_Objective:_ Render the items below as a two-column CSV with the header columns "prompt" and "response", with one row per item. Put the item's text in "prompt" and its answer in "response", each as a single quoted field with any line breaks replaced by spaces.

+++ Records supplied

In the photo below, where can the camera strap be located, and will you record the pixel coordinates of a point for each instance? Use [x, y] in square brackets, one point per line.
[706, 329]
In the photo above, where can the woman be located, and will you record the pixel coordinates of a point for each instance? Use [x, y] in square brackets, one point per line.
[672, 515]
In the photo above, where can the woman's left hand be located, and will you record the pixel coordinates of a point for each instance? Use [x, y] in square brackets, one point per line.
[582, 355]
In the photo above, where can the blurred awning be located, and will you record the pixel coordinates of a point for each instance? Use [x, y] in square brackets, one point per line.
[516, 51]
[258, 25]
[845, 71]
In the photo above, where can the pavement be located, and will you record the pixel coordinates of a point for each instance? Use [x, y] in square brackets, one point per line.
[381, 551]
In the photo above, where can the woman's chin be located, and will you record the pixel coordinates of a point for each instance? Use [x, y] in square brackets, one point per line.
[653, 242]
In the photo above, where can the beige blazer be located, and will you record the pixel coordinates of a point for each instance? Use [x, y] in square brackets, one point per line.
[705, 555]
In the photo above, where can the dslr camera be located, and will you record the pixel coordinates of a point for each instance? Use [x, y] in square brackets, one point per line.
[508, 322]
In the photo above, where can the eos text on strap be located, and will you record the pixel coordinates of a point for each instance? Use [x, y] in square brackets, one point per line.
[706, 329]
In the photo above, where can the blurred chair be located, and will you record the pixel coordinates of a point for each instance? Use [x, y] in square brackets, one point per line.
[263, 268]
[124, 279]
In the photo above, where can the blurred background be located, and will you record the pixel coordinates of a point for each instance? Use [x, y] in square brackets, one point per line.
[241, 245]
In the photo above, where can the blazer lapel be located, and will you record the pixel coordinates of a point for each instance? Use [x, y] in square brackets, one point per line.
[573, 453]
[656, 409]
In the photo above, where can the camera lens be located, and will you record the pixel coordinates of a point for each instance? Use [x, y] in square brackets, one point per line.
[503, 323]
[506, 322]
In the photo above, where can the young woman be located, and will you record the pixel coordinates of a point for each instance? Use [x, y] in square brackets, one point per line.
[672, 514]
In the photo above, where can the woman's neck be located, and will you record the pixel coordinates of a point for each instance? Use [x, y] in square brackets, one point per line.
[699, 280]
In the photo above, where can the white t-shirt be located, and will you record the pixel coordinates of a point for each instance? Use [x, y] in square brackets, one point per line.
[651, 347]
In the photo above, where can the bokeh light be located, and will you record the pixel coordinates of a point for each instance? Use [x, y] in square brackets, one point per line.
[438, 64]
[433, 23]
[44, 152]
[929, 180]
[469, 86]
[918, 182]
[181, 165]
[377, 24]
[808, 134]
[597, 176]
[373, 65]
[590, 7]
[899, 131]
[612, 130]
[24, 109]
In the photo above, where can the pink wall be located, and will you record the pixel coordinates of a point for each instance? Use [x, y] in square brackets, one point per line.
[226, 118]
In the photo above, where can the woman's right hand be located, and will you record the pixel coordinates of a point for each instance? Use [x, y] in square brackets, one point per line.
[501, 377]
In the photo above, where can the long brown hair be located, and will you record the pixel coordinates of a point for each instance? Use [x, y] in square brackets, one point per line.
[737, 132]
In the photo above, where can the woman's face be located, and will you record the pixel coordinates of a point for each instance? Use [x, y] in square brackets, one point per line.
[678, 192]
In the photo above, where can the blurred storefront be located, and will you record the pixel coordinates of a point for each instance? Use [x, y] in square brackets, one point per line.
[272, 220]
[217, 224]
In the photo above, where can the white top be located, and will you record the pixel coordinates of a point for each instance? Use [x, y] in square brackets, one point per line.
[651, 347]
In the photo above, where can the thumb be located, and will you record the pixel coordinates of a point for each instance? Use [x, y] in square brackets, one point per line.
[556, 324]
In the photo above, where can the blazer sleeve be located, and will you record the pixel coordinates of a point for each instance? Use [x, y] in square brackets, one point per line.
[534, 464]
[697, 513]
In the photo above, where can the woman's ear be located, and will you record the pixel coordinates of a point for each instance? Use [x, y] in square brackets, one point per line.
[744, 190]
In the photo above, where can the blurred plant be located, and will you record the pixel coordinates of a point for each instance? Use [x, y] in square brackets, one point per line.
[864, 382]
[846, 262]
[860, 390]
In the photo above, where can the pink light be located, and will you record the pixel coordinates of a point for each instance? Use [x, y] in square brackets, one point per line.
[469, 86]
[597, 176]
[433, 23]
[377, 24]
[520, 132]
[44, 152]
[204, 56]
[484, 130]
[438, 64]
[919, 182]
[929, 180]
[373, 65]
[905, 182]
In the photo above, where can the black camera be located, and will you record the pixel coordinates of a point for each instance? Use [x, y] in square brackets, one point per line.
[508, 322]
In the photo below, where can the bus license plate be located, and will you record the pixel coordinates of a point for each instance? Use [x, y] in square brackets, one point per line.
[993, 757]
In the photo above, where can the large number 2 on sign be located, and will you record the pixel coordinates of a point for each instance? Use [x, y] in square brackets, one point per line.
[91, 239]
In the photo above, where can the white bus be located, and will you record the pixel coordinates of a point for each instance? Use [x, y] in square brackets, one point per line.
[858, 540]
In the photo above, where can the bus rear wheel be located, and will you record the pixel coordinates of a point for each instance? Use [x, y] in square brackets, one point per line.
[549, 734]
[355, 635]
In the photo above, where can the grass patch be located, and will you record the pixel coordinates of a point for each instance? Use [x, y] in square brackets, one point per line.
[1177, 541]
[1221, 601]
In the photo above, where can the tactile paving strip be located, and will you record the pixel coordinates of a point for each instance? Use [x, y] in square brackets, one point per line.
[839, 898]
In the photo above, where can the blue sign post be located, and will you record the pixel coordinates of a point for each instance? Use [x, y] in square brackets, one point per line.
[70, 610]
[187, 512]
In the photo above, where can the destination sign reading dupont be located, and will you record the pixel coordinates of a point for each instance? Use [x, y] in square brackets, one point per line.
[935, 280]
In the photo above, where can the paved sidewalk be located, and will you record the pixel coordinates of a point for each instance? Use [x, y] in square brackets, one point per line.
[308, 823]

++++++

_Solved problem:_
prompt,response
"In the photo below, where can the camera strap be located, and will you record the pixel coordinates of a point for each instance? Use [x, y] in square brackets, one point per line.","[706, 329]"
"In the photo above, where can the woman be located, and will you record the pixel coordinates of a point for each instance? Use [x, y] in square brackets, one point per line.","[672, 515]"
"In the photo above, where can the woman's left hand be located, and will you record the pixel coordinates of a point for each instance? Use [x, y] in square brackets, one point per line.","[582, 355]"
"In the photo above, where can the blurred awning be located, and will you record the pixel coordinates of a point for each instance? Use [x, y] in square brackets, one point per line.","[516, 51] [258, 25] [845, 71]"
"In the photo above, where can the pavement be located, and will you record the pixel coordinates of a point for each instance? Use [x, y] in square brackets, one point per line.","[381, 551]"
"In the photo above, where can the woman's chin be located, and will you record the pixel coordinates of a point for each instance? Use [x, y] in square brackets, one point per line.","[653, 242]"
"In the photo above, where can the beige blazer be located, and will you record the pixel coordinates of a point for each instance? Use [x, y] in square brackets, one point per line.","[705, 555]"
"In the photo above, where can the dslr camera be located, and will you record the pixel coordinates of a point for each instance? Use [x, y] in square brackets, one point per line.","[508, 322]"
"In the photo above, where can the eos text on strap be located, and will you record the pixel coordinates of a point for each instance? Use [x, y] in square brackets, one point per line.","[706, 329]"
"In the photo above, where can the blurred chair be located, and will you record the pixel coordinates of a point for each instance? Use [x, y] in square brackets, one point per line.","[263, 268] [124, 279]"
"In the photo above, where can the blurred background be located, and will you record the pixel coordinates of a point for each instance? Use [x, y] in square brackets, one point per line.","[241, 245]"
"In the photo above, where can the blazer lapel be located, and will you record the pixel coordinates of a point for each instance? Use [x, y] in square brackets, one point per line.","[573, 453] [656, 409]"
"In the photo above, where can the camera lens be located, and will you record the pixel coordinates of a point for each instance? Use [x, y] in square brackets, one point per line.","[503, 323] [506, 322]"
"In the photo above, where can the young woman be located, and will you record the pixel coordinates of a point for each instance? Use [x, y] in square brackets, one point per line.","[672, 514]"
"In the photo above, where can the woman's neck be located, and will you record the pixel coordinates of a point for each instance? Use [x, y] in square brackets, one point per line.","[699, 280]"
"In the photo above, where can the white t-shirt be located, and will you record the pixel coordinates of a point for each instance? Use [x, y] in square brackets, one point per line.","[651, 347]"
"In the photo above, where can the bokeh light be located, and will you record the pixel coordinates of a point for each instance? Use [x, y] in square brackets, one point per line.","[438, 64] [433, 23] [44, 152] [929, 180] [469, 86] [918, 182] [181, 165] [377, 24] [808, 134] [597, 176] [373, 65] [590, 7] [899, 131] [612, 130] [24, 109]"
"In the photo above, where can the pink wall be located, and will you record the pixel coordinates of a point for each instance? Use [x, y] in square brackets, one point per line.","[226, 118]"
"In the photo above, where can the woman's right hand be located, and will you record the pixel coordinates of a point for each instance? Use [x, y] in square brackets, one point per line.","[501, 377]"
"In the photo above, where can the long brown hair be located, and will you record the pixel coordinates of a point for each instance? Use [x, y] in square brackets, one point per line.","[737, 132]"
"In the photo above, where can the woman's face be located, and will you record the pixel coordinates of a point for each instance? Use [x, y] in square brackets, one point per line.","[678, 192]"
"In the photo above, where can the blurred storefront be located, and will you record the pixel coordinates of a point for each instance? Use [x, y] in square brackets, one point per line.","[272, 220] [217, 224]"
"In the photo above, where can the white top be located, and will you record the pixel coordinates of a point for each instance? Use [x, y] in square brackets, one point per line.","[651, 347]"
"In the photo above, where can the thumb be located, and will you record the pixel coordinates of a point for each instance? Use [x, y] in square brackets, one point per line.","[556, 324]"
"In the photo above, where can the blazer sleeve be located, and will you record the pixel coordinates of a point for each instance? Use [x, y] in square brackets, one point per line.","[534, 464] [697, 513]"
"In the photo above, where can the woman's ear be located, and will you record the pixel coordinates of a point for each instance? Use [x, y] in square brackets, one point per line.","[744, 190]"
"In the photo above, where can the blurred plant be located, and will you record the pixel coordinates of a point for each instance? Use [x, y] in square brackets, one point per line.","[864, 382] [846, 262] [860, 390]"
"In the photo above, where can the pink light be located, and will you record the pixel coordinates of a point for each instance? Use [x, y] in square brackets, one point per line.","[469, 86] [597, 176] [433, 23] [377, 24] [520, 132] [44, 152] [204, 56] [484, 130] [438, 64] [919, 182] [929, 180] [373, 65] [905, 182]"
"In the photo above, where can the black camera be located, and will you record the pixel coordinates of a point for each instance? Use [x, y] in square brackets, one point per line.","[508, 322]"
"In the photo below, where can the bus license plate be located, and will you record the pixel coordinates of a point for each instance? Use [x, y] in square brackets, one point per line.","[993, 757]"
"In the photo above, where can the large number 2 on sign be located, and will you record the pixel coordinates of a point for each instance? Use [x, y] in square brackets, one point per line.","[91, 239]"
"In the photo above, where can the white bus be located, and will you record the pixel coordinates of a point for each instance? Use [x, y] in square brackets, one point per line.","[858, 540]"
"In the photo above, where can the bus rear wheel be located, and will you record the pixel coordinates of a point for each instance? Use [x, y] in square brackets, one point per line.","[549, 734] [355, 635]"
"In the photo above, where can the grass patch be located, and will you record the pixel coordinates of a point for each instance? Use [x, y] in square brackets, one point per line.","[1177, 541] [1221, 601]"
"In the photo above, where can the tactile paving strip be located, and will you record the pixel coordinates of a point for each instance? Use [x, y] in square brackets, one point per line.","[839, 898]"
"In the photo above, where can the blue sign post be located, and will you record the pixel coordinates of a point for each instance? Use [x, y] in square brackets, one point per line.","[70, 610] [187, 512]"
"In the photo above, where can the destination sign reading dupont be located, and will you record the pixel coordinates of a point for each instance? Use [x, y] in square brackets, one point per line.","[935, 280]"
"In the photo above, where can the paved sidewalk be located, and will you record the pixel coordinates of a point for each instance? Use [x, y] in square brackets, one point per line.","[308, 823]"